Supplied text:
Pros and Cons of Hosting Solutions for SMBs and Enterprises
Cloud and on-premise hosting solutions have their risks and benefits for eCommerce
The cloud, sometimes conflated with SaaS or Software as a Service, is all the rage these days, with more and more companies replacing on-premise hosting services with cloud-hosted applications. Solutions for CRM, ERP, collaboration, and more are now available through the cloud, yet some companies still prefer on-premise software and storage. Cloud storage has been under a great deal of scrutiny lately, leading some companies to wonder whether the hype is worth the risks of security breach or lost data. Ultimately, the choice between cloud and on-premise comes down to carefully considering your company's size, finances, and specific needs.
To dispel common myths and help you in your decision-making process, we’ve compiled the top five considerations for choosing between cloud and on-premise hosting.
1) Security: Complete Control, or Third-Party Support?
For eCommerce in particular, protecting customers’ sensitive payment information and purchase history must be a top priority. According to a 2013 IDG Enteprise study on the future of cloud computing, security is the top reason that companies choose to switch back to on-premise hosting after moving to the cloud. Many businesses are not comfortable knowing that a third-party has access to their data, and stories about cloud security breaches have been particularly rampant in the news these days. Because documents and files can be accessed from anywhere through the cloud, many assume that there are increased opportunities for hackers or disgruntled employees to access information.
However, while studies show that attacks on cloud-based applications are on the rise, the number of attacks is roughly no higher than on-premise security breach attempts. The effectiveness of either cloud or on-premise hosting primarily boils down to proper implementation.
Cloud security increases when proper authentication and administrative privileges are put into place. Additionally, when companies select a large or well-supported cloud solution, they gain access to around the clock support, so if security is compromised, the cloud provider’s support team may be able to respond more quickly than traditional IT would in an on-premise situation. Conversely, having a dedicated team that you trust in-house may be preferable to outsourcing security to third-party vendors. Regularly updating all on-premise software applications and computer hardware will protect you against attacks.
If absolute control over your data is paramount, on-premise hosting may be a better solution for peace of mind. But for small businesses who do not deal with highly sensitive information, cloud-hosting is a relatively secure solution that will free up company resources to focus on other matters.
2) Price and Setup: Recurring Payments vs. One-Time Purchase
The initial cost of installing a cloud solution is low, as there is no hardware or equipment that needs to be built or installed. Setup is also fairly quick. Additionally, cloud solutions do not require you to have an in-house IT department; support for the system is usually taken care of by the vendor. While cloud solutions do require recurring monthly or annual fees in order to continue subscribing to the vendor’s services, these expenses are usually predictable and can be easily incorporated into your budget. Fee structure may scale based on storage capacity. One often overlooked expense, however, is the need to purchase more bandwidth. Though cloud solutions can allow you to store nearly unlimited amounts of data depending on your price point, purchasing more bandwidth may be necessary in order to prevent stalls due to hitting consumption limits if you have many users or are regularly accessing large packages of data.

Challenge a: Could you update the listing from the line containing "TARGET = window reflection" down to the end of the listing, changing "pixel coordinates" to "image coordinates" and leaving everything else unchanged?

Point annotation dataset entries
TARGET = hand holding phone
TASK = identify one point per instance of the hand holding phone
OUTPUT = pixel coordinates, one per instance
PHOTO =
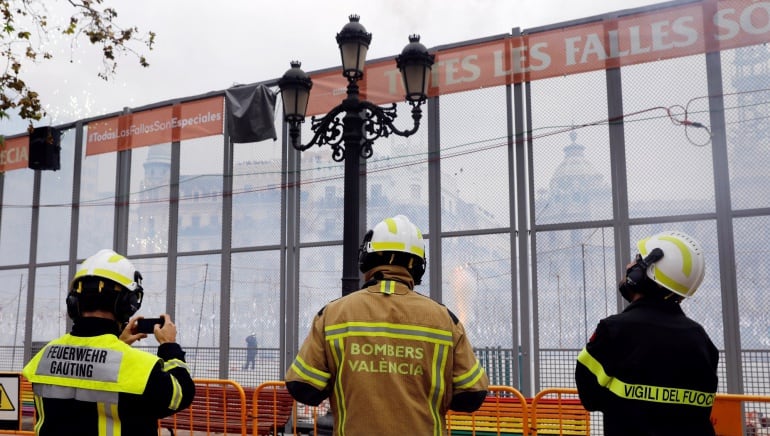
(147, 325)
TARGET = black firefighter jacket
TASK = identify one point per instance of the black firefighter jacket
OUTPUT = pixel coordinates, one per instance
(651, 370)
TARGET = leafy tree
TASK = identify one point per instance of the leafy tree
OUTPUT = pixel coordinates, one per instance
(26, 28)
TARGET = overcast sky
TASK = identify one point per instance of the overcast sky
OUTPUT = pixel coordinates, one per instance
(204, 46)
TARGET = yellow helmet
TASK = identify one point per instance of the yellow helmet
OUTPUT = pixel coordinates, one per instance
(682, 267)
(394, 235)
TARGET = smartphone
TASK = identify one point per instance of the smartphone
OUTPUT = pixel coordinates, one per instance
(147, 325)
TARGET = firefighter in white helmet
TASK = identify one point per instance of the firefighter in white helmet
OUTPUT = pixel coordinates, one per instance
(91, 382)
(390, 360)
(651, 370)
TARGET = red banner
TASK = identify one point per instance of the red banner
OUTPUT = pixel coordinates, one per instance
(696, 28)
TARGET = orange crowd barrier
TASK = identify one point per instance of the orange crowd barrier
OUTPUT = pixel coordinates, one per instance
(504, 412)
(223, 406)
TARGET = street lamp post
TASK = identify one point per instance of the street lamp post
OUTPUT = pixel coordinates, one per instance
(351, 136)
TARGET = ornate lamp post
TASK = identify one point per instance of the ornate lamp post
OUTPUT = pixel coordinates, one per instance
(351, 136)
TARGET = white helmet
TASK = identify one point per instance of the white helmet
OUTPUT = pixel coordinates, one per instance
(396, 234)
(682, 266)
(122, 290)
(110, 265)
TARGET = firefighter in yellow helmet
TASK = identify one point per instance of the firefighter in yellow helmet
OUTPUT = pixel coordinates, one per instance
(390, 360)
(91, 382)
(651, 370)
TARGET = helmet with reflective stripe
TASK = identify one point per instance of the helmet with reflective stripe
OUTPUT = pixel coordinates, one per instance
(394, 235)
(106, 279)
(682, 267)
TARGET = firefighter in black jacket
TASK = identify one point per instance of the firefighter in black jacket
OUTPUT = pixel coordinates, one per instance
(91, 382)
(650, 369)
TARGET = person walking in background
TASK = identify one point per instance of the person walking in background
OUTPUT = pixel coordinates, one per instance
(651, 370)
(91, 381)
(390, 360)
(251, 352)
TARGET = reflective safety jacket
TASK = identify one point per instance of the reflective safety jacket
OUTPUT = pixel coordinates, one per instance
(651, 371)
(90, 383)
(391, 360)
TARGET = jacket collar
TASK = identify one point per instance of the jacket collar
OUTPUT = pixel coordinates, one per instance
(668, 306)
(388, 272)
(90, 326)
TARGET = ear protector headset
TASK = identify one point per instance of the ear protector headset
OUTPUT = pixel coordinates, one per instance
(126, 302)
(637, 274)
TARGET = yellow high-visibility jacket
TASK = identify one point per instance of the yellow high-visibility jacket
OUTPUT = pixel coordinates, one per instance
(392, 361)
(90, 383)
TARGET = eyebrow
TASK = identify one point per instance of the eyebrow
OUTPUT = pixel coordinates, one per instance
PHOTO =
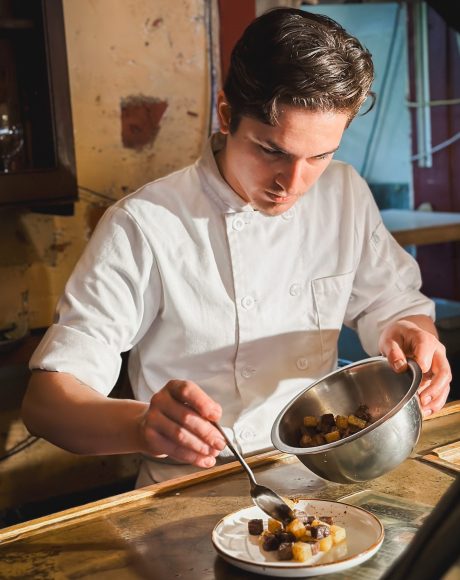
(281, 150)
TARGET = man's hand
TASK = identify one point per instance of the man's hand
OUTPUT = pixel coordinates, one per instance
(416, 337)
(178, 424)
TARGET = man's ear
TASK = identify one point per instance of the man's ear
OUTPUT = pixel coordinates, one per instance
(223, 113)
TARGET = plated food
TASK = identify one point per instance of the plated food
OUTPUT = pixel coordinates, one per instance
(364, 536)
(305, 536)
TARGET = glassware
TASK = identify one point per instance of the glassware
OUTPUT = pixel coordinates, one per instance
(11, 140)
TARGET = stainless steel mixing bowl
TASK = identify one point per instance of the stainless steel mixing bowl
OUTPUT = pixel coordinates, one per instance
(393, 403)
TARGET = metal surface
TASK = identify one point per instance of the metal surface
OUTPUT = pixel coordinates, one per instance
(393, 404)
(264, 497)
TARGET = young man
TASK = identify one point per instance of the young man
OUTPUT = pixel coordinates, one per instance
(229, 280)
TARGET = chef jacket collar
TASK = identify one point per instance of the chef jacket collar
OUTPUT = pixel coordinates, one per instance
(213, 182)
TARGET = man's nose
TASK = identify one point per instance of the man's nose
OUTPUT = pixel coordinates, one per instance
(290, 179)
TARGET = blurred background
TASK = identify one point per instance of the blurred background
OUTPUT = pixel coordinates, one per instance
(98, 97)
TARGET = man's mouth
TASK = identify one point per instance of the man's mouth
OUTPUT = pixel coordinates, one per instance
(283, 198)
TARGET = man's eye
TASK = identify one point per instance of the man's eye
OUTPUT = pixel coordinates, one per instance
(323, 157)
(270, 151)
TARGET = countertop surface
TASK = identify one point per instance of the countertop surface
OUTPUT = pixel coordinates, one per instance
(164, 531)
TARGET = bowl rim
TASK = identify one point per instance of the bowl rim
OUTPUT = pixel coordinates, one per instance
(412, 365)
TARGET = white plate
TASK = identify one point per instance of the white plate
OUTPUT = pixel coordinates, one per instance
(365, 534)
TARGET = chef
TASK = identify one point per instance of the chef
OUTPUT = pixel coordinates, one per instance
(229, 280)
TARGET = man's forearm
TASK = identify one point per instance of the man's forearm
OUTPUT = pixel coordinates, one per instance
(72, 415)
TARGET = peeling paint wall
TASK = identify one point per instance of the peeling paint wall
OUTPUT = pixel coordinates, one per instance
(140, 95)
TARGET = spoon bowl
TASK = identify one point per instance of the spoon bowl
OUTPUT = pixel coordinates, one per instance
(265, 498)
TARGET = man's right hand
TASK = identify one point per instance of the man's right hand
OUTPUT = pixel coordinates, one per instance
(178, 424)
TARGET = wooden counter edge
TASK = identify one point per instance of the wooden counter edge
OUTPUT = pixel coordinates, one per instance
(448, 409)
(35, 526)
(89, 510)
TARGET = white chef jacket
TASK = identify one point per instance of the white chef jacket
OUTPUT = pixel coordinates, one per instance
(200, 286)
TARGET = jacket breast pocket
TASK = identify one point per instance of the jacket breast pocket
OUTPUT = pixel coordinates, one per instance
(331, 295)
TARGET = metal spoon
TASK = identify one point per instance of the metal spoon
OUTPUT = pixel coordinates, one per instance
(264, 497)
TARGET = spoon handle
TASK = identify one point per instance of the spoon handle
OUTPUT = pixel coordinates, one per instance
(237, 454)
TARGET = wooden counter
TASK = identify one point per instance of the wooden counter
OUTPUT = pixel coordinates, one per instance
(164, 531)
(422, 227)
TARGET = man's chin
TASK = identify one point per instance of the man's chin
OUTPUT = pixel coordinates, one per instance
(273, 210)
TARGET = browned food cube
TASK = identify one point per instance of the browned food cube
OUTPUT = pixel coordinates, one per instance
(284, 537)
(285, 551)
(332, 436)
(274, 525)
(270, 542)
(318, 439)
(255, 527)
(306, 441)
(342, 422)
(338, 534)
(310, 421)
(363, 413)
(326, 422)
(320, 531)
(314, 544)
(303, 517)
(296, 527)
(354, 421)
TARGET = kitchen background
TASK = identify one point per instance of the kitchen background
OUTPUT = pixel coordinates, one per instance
(142, 76)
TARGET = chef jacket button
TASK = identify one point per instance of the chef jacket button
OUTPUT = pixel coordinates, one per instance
(288, 214)
(247, 434)
(247, 302)
(302, 363)
(295, 289)
(247, 372)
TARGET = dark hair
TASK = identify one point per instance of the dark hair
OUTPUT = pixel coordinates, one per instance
(289, 56)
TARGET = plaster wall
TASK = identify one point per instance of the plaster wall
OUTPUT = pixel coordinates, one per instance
(139, 82)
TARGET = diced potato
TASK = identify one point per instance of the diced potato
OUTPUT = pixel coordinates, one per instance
(274, 525)
(325, 544)
(356, 421)
(332, 436)
(306, 440)
(289, 501)
(296, 528)
(342, 422)
(338, 533)
(301, 552)
(310, 421)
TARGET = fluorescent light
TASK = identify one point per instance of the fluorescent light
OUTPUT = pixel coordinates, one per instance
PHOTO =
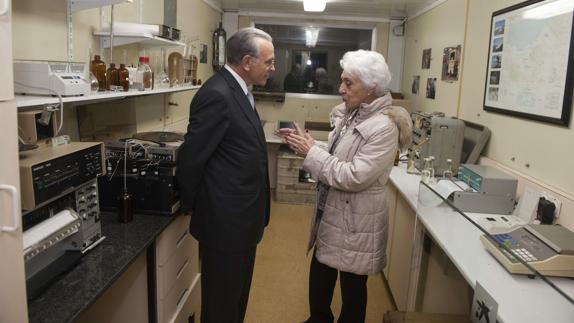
(311, 36)
(314, 5)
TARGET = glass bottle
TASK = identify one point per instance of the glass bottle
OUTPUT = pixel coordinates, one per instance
(431, 169)
(163, 79)
(426, 174)
(175, 69)
(98, 68)
(124, 76)
(148, 75)
(112, 77)
(447, 173)
(138, 80)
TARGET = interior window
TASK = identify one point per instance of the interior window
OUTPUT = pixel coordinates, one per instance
(307, 57)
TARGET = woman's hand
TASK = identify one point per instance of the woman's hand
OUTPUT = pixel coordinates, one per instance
(300, 142)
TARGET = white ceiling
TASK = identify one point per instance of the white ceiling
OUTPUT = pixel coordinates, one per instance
(338, 8)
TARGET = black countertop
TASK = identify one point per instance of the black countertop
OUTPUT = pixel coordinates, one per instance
(77, 289)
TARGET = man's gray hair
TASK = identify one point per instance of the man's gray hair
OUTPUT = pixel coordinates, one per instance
(370, 67)
(243, 43)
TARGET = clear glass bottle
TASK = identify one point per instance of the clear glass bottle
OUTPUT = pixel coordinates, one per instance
(98, 68)
(447, 173)
(124, 76)
(426, 173)
(147, 75)
(112, 77)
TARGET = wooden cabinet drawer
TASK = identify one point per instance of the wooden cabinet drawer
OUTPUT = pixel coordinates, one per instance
(184, 258)
(168, 305)
(171, 238)
(189, 309)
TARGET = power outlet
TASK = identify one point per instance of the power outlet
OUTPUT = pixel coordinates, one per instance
(554, 200)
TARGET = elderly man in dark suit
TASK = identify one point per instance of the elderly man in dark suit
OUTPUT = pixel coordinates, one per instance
(222, 175)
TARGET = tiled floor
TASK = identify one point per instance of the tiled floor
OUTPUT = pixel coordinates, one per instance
(279, 288)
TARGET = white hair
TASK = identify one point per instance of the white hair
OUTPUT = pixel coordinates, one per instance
(370, 67)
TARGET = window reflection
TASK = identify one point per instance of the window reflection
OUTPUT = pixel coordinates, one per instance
(303, 69)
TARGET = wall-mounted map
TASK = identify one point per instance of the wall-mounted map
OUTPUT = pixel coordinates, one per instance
(529, 71)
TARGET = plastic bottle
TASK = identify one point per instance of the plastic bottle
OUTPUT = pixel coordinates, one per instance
(124, 76)
(447, 173)
(98, 68)
(112, 77)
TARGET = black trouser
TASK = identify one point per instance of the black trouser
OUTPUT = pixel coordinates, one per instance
(322, 280)
(225, 284)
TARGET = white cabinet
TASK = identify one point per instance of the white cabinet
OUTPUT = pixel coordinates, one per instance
(401, 251)
(177, 262)
(13, 306)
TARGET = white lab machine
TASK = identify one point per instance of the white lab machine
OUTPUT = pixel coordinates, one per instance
(50, 77)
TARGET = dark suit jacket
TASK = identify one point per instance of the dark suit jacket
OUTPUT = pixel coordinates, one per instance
(222, 167)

Challenge b: Could you go on with the article on cloud versus on-premise hosting from the point where it stops?

Reply a:
TARGET = window reflection
TASK = identify one point per instance of the window reflection
OUTPUT = image coordinates, one per instance
(303, 69)
TARGET = wall-mounted map
TASK = identify one point per instance of the wall-mounted map
OUTPUT = image coordinates, one per instance
(529, 71)
TARGET = plastic bottle
TASK = identify one point per instance of the plastic bottle
OUTPUT = image coordinates, one per instance
(124, 76)
(447, 173)
(98, 68)
(112, 77)
TARGET = black trouser
TASK = identify one point per instance of the black trouser
OUTPUT = image coordinates, one per instance
(322, 280)
(225, 284)
TARGET = white cabinet
TASK = identify one point per instance of the white cabinet
OUTPUT = image coordinates, one per instance
(401, 251)
(177, 262)
(13, 306)
TARGET = white lab machine
TASK = identify one point per instance of the white lab machine
OUTPUT = image coordinates, one per instance
(50, 77)
TARGET = dark suit jacket
TASK = identify one point per instance of the dark suit jacket
OUTPUT = image coordinates, one per instance
(222, 167)

Reply b:
On-premise solutions do require the purchase of hardware and usually take up significant physical storage space, but systems will not usually need to be replaced for several years. Large enterprises with extensive storage needs may find that paying a one-time setup fee is preferably to paying for services on a monthly basis. Installation can be tricky, however, and may require you to hire outside contractors. Additionally, an IT department will likely be necessary for the upkeep of systems, and you must factor in occasional maintenance costs and the potential addition to your company’s electricity bill if systems need to be kept running around the clock.
Take a close look at your finances before committing to or continuing with cloud or on-premise solutions. For companies without the capital to purchase a complete on-premise solution, a cloud solution might make the most sense just to get up and running, and may even make the most sense over the long-term. Larger companies may determine that that the cost of purchasing an on-premise solution may be worth it considering the relative longevity of on-premise solutions.
3) Reliability: The Truth About Cloud and On-Premise Downtime
Server downtime can cause huge problems for you, your customers, and for your sales. This means hosting reliability is paramount. Both cloud and on-premise solutions experience downtime for maintenance as well as unplanned outages. Due to press coverage, however, it is a common misconception that cloud solutions experience more outages. This is not the case. According to Wired, most cloud vendors offer 99.9% uptime in their service-level agreements (SALs), and most actually do uphold this standard. A March 2014 study by Nucleus Research showed that customers who used Amazon Web Services cloud experienced a 32 percent decrease in unplanned downtime and a 29 percent decrease in planned downtime, as compared to when they were using on-premise hosting. While the success of Amazon Web Services cannot necessarily be extrapolated to all cloud solutions, experts agree that on the whole, cloud servers are just as reliable—if not more so—than their on-premise counterparts.
Backup is another important reliability consideration. Companies who use on-premise hosting may back up data to tapes or disks, but this could be expensive or clunky depending on the size of the data. Backup can also be expensive for the cloud, however, especially for large organizations, and solutions can become more expensive depending on the number of users. For enterprises, on-premise backup may be a better solution. For smaller companies, cloud solutions with built-in redundancy (the practice of storing multiple copies of your information on multiple servers) may be the best option for ensuring that data will not be lost.
4) Customization for SMBs or Enteprises
One pervasive myth in the cloud vs. on-premise debate is that cloud solutions are not customizable. This was true in the early days of cloud storage, but cloud companies have largely responded to customers cries for more customization. More and more companies are offering custom solutions and the guarantee that these customizations will not break when the system is upgraded. At Clarity, we offer custom integrations, so your cloud solution can be easily integrated with Clarity’s eCommerce platform and customized to your unique needs.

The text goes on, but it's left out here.